» DIRECTIVE:
Copy the data below verbatim, beginning with the line that contains "outline --target=military uniform" and continuing through the line that contains "572 71 L 572", both included. Omit the pictures from your copy.

» GIVEN DATA:
· · · · · · ·

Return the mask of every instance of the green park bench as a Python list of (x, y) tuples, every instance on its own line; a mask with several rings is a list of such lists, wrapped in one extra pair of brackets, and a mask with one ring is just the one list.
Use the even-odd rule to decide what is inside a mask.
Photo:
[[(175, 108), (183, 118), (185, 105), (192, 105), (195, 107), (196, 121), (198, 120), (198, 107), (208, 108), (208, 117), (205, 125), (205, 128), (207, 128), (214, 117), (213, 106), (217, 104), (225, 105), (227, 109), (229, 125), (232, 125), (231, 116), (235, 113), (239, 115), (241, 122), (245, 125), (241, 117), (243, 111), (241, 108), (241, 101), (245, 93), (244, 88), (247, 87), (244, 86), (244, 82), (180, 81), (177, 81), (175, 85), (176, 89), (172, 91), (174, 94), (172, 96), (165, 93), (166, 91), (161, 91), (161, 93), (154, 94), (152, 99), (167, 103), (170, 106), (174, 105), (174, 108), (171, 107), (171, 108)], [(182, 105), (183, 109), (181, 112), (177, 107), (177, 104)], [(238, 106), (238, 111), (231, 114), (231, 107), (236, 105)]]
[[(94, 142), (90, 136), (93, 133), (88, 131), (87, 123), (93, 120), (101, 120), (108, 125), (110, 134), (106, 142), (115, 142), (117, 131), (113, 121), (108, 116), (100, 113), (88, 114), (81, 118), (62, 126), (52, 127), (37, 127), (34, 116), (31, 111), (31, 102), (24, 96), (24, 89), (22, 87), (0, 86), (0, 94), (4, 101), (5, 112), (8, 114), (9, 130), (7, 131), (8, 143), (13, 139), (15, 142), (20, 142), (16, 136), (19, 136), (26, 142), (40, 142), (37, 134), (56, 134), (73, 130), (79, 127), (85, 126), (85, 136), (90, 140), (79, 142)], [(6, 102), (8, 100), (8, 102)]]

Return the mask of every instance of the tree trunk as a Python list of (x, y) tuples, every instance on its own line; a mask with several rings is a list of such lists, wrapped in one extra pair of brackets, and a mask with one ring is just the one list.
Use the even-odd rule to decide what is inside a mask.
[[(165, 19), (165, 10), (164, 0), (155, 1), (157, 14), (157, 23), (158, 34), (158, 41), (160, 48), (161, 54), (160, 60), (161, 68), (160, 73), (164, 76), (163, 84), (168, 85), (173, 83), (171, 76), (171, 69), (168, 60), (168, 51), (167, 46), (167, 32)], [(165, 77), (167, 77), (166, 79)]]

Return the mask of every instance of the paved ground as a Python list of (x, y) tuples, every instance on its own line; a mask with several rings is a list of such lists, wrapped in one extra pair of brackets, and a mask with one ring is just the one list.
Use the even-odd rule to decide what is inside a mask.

· · · · · · ·

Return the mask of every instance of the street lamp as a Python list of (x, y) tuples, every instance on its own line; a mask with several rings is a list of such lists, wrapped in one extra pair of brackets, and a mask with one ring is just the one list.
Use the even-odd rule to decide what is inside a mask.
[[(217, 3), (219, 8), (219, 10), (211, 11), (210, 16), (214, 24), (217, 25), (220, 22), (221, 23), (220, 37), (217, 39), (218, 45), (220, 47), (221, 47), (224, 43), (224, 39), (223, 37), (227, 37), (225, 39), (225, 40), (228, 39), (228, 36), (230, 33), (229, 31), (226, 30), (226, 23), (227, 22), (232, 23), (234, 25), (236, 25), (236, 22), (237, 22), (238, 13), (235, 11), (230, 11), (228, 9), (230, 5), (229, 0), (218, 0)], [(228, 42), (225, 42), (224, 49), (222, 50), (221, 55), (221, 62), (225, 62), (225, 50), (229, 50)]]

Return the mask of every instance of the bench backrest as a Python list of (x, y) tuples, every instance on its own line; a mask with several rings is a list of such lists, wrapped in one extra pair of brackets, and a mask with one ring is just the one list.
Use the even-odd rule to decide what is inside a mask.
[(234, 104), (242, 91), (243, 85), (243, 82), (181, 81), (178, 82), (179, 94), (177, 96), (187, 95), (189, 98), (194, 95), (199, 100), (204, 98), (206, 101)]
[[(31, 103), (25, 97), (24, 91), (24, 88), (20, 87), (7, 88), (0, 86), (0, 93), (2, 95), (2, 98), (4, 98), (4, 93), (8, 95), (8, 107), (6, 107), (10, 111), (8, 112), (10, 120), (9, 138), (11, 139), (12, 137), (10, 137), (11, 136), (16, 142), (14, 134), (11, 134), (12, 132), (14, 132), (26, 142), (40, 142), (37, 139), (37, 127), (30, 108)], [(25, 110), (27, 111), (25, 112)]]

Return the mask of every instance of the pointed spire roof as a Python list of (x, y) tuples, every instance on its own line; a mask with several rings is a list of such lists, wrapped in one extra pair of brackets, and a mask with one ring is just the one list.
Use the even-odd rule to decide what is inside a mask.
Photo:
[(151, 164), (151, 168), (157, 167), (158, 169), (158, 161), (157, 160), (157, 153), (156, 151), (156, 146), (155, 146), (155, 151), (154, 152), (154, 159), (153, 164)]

· · · · · · ·

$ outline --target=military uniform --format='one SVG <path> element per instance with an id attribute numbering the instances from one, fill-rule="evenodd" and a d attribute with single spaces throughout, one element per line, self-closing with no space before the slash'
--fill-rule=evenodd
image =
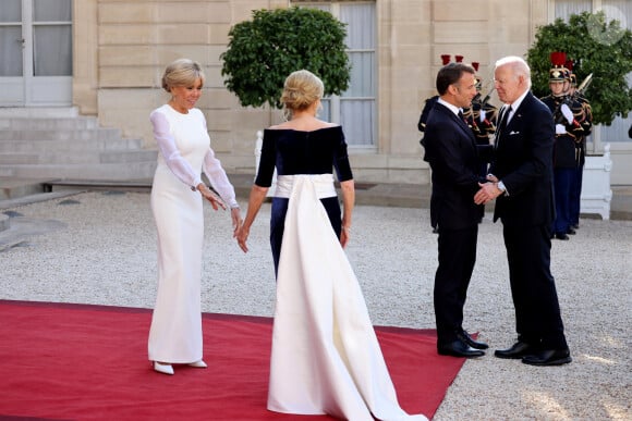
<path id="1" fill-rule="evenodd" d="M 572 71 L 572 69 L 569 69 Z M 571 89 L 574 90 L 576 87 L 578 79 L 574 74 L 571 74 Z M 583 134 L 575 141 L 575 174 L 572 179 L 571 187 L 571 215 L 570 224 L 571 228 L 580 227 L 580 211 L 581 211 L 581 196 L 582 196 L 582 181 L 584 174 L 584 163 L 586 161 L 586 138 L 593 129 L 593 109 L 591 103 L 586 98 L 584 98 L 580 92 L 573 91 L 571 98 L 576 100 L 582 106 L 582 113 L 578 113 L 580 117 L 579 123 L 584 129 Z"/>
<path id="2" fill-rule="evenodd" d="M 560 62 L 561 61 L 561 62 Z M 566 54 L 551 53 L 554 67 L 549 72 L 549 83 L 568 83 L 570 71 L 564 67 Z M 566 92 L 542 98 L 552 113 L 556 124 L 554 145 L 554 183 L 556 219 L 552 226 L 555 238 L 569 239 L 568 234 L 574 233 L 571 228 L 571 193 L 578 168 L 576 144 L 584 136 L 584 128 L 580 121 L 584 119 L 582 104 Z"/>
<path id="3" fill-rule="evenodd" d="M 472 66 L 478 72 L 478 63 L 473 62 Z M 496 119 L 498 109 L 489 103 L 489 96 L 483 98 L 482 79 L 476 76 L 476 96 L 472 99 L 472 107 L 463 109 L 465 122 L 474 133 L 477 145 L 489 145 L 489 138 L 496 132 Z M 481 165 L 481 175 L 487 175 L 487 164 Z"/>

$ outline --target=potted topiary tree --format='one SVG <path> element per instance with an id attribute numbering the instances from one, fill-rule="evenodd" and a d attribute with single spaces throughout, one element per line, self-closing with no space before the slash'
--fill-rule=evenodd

· · · · · · ·

» EXERCISE ANSWER:
$ outline --target=military uniform --format='one SVG <path> element per instance with an id attribute numbering the instances from one, fill-rule="evenodd" and a d attribute with single spaces throughout, one element per line, self-closing with no space before the slash'
--fill-rule=evenodd
image =
<path id="1" fill-rule="evenodd" d="M 572 71 L 572 69 L 569 69 Z M 571 89 L 574 90 L 576 87 L 578 79 L 574 74 L 571 74 Z M 583 134 L 575 141 L 575 174 L 572 179 L 571 187 L 571 215 L 570 224 L 571 228 L 580 227 L 580 211 L 581 211 L 581 196 L 582 196 L 582 181 L 584 174 L 584 163 L 586 161 L 586 138 L 593 129 L 593 109 L 591 103 L 586 98 L 584 98 L 580 92 L 573 91 L 571 98 L 576 100 L 582 106 L 582 113 L 578 113 L 580 117 L 579 123 L 584 129 Z"/>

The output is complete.